** Opening Information block **

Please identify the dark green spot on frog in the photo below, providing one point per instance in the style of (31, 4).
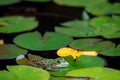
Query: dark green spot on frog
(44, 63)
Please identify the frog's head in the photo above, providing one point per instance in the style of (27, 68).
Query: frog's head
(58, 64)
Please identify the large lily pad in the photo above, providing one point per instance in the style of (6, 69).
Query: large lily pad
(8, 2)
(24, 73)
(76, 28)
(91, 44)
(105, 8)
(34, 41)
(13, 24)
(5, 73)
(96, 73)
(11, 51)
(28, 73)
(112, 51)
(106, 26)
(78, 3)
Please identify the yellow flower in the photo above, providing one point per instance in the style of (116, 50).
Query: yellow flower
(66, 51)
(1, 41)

** Closing Information block **
** Opening Information block **

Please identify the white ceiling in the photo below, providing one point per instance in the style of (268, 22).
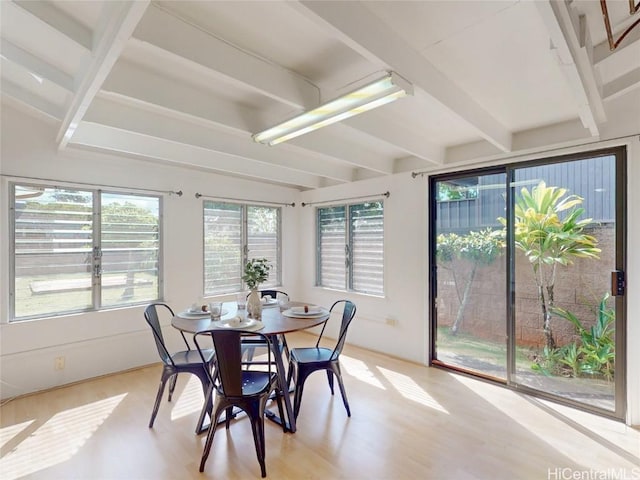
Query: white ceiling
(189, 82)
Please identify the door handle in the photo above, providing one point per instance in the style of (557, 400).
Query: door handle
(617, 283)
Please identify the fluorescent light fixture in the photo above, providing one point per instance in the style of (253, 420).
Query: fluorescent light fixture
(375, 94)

** Closing Information block **
** Opening Information block **

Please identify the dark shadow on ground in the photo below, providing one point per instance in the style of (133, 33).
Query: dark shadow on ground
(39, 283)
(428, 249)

** Closing Information block **

→ Work instructions: Locate all lines in the listing above with the word "below" and copy them.

→ Response to the task:
Please identify the dark green spot on frog in the photo below, providing one point per instance in the style of (31, 4).
Please identify the white ceiling in the photo below, providing one point per instance in the style of (268, 22).
Please identify the dark shadow on ground in the photo below, providing one point per instance in the style of (133, 33).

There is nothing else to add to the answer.